*** Material for the task ***

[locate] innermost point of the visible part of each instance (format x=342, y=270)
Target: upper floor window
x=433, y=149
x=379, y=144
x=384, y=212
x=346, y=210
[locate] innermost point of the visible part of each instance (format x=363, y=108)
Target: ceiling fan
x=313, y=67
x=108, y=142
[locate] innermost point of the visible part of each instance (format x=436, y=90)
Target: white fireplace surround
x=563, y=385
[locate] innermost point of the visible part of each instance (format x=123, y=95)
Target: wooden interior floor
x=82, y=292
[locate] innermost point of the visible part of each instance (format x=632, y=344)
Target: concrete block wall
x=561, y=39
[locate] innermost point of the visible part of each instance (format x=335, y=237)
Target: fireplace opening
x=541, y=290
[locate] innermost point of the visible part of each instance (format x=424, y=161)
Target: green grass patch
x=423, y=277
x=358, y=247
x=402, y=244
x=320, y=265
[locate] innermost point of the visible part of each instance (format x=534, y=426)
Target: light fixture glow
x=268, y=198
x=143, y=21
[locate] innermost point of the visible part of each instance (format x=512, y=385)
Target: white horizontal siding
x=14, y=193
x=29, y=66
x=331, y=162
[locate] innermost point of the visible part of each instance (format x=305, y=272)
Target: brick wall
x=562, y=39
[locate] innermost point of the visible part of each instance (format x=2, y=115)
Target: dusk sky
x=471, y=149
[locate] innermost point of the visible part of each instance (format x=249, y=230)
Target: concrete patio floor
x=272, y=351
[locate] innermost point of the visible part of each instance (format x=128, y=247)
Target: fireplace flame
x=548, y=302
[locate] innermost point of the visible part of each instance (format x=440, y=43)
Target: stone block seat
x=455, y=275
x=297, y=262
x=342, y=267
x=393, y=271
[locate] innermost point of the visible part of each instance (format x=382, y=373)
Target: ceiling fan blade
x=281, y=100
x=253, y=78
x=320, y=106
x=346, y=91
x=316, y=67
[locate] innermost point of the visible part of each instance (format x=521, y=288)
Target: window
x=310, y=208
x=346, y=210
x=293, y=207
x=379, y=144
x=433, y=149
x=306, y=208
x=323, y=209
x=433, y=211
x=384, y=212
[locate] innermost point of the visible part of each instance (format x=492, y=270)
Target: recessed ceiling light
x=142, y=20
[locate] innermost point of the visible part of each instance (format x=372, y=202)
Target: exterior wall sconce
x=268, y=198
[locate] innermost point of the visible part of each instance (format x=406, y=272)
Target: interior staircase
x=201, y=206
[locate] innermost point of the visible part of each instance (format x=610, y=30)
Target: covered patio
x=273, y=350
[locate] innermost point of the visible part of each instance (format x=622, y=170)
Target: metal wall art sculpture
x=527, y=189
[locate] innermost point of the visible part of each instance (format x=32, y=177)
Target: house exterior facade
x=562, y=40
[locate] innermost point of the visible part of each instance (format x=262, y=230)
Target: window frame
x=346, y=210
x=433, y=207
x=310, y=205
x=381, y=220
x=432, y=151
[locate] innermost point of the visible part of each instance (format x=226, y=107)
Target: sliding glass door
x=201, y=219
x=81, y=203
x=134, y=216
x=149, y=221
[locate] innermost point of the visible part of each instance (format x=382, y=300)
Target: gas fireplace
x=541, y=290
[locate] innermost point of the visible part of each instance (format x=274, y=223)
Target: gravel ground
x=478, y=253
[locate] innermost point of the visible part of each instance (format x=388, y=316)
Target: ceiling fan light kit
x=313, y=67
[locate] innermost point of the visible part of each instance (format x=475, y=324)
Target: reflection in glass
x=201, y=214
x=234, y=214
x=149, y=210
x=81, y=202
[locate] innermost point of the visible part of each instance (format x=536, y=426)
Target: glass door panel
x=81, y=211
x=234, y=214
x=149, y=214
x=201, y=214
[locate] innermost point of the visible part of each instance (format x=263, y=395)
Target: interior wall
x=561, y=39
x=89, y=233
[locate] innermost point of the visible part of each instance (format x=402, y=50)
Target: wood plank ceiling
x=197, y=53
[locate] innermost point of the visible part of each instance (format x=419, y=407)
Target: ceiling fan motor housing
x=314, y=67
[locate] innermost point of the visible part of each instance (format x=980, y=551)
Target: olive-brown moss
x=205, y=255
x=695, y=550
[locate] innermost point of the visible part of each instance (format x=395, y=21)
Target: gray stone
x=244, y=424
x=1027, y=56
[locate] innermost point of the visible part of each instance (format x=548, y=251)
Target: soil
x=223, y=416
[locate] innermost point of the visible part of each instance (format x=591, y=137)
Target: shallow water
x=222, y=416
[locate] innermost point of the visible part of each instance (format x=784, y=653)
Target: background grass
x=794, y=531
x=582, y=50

*** End of Material for the task ***

Every entry is to be restated word for word.

[locate] innermost point of the visible part of each instance (format x=342, y=270)
Target: upper floor window
x=433, y=149
x=379, y=144
x=384, y=212
x=346, y=210
[locate] innermost point of the visible part of each instance (format x=363, y=108)
Target: ceiling fan
x=313, y=67
x=108, y=142
[locate] innermost point of the visible part of each instance (format x=436, y=90)
Target: white fireplace surround
x=563, y=385
[locate] innermost point of the visible part of each instance (format x=123, y=95)
Target: wooden interior floor
x=82, y=292
[locate] innermost point of the visible part of each instance (format x=632, y=344)
Target: concrete block wall
x=561, y=39
[locate] innermost point of the visible part of each instance (format x=335, y=237)
Target: fireplace opening
x=541, y=290
[locate] innermost point of the visible part of each instance (format x=424, y=161)
Target: green grass patch
x=423, y=277
x=358, y=247
x=402, y=244
x=320, y=265
[locate] innermost point of the visible part of each instance (format x=534, y=426)
Target: light fixture glow
x=268, y=198
x=143, y=21
[locate] innermost point of the visible part of each instance (format x=512, y=385)
Target: white horizontal siding
x=14, y=193
x=29, y=66
x=331, y=162
[locate] innermost point of the visible part of each instance (format x=305, y=272)
Target: brick wall
x=562, y=39
[locate] innermost point of the visible part of each instance (format x=2, y=115)
Target: dusk sky
x=471, y=149
[locate] innermost point of the visible part of each instance (format x=249, y=230)
Target: concrete patio floor
x=272, y=351
[locate] innermost point of the visible part of each instance (format x=128, y=247)
Target: fireplace flame
x=548, y=302
[locate] innermost point of the visible part of each instance (format x=440, y=43)
Target: stone block seat
x=455, y=275
x=297, y=262
x=342, y=267
x=393, y=271
[locate] innermost point of the visible part of each instance (format x=382, y=373)
Target: ceiling fan blade
x=281, y=100
x=253, y=78
x=320, y=106
x=346, y=91
x=316, y=67
[locate] innermost point of the visible part of each instance (format x=521, y=288)
Target: window
x=310, y=208
x=346, y=210
x=293, y=207
x=379, y=144
x=433, y=149
x=306, y=208
x=323, y=209
x=433, y=211
x=384, y=212
[locate] innermost point of the visible part of each instance (format x=492, y=270)
Target: recessed ceiling light
x=142, y=20
[locate] innermost point of the visible part of each instance (format x=372, y=202)
Target: exterior wall sconce
x=268, y=198
[locate] innermost point of the visible part of each instance (format x=406, y=272)
Target: interior staircase
x=201, y=206
[locate] innermost point of the visible part of each instance (format x=610, y=30)
Target: covered patio
x=273, y=350
[locate] innermost point of the visible part of each instance (format x=622, y=170)
Target: metal wall art sculpture
x=527, y=189
[locate] innermost point of the visible part of each instance (format x=32, y=177)
Target: house exterior facade
x=562, y=40
[locate] innermost point of the visible part of each instance (format x=262, y=230)
Target: window frame
x=346, y=210
x=433, y=207
x=310, y=205
x=381, y=220
x=432, y=151
[locate] innermost point of the visible part of each instance (format x=226, y=107)
Target: sliding glass door
x=201, y=219
x=81, y=203
x=134, y=216
x=149, y=221
[locate] innermost point of the visible part of each instance (format x=382, y=300)
Target: gas fireplace
x=541, y=290
[locate] innermost point of the visible part of each instance (format x=274, y=223)
Target: gravel ground
x=478, y=253
[locate] innermost point of the visible part of each instance (format x=388, y=316)
Target: ceiling fan light kit
x=313, y=67
[locate] innermost point of the visible part of each instance (format x=475, y=324)
Target: reflection in glass
x=201, y=214
x=234, y=214
x=149, y=210
x=81, y=202
[locate] innermost point of the visible part of each instance (format x=536, y=426)
Target: glass door panel
x=81, y=211
x=234, y=214
x=149, y=214
x=201, y=214
[locate] innermost point of the visible part of each instance (format x=263, y=395)
Target: interior wall
x=561, y=39
x=89, y=233
[locate] innermost point of the visible part of each instance (format x=402, y=50)
Target: wood plank ceiling
x=197, y=53
[locate] innermost point of the visible part of each instance (format x=419, y=407)
Target: ceiling fan motor housing
x=314, y=67
[locate] innermost point of the visible part of each instance (format x=980, y=551)
Target: olive-brown moss
x=205, y=255
x=695, y=550
[locate] innermost point of the visible part of each instance (format x=395, y=21)
Target: gray stone
x=244, y=424
x=1027, y=56
[locate] innermost point of the visible part of each instance (format x=548, y=251)
Target: soil
x=223, y=416
[locate] innermost point of the visible part of each instance (format x=591, y=137)
Target: shallow water
x=222, y=416
[locate] innermost point of the visible part of each instance (format x=784, y=653)
Target: background grass
x=794, y=531
x=582, y=50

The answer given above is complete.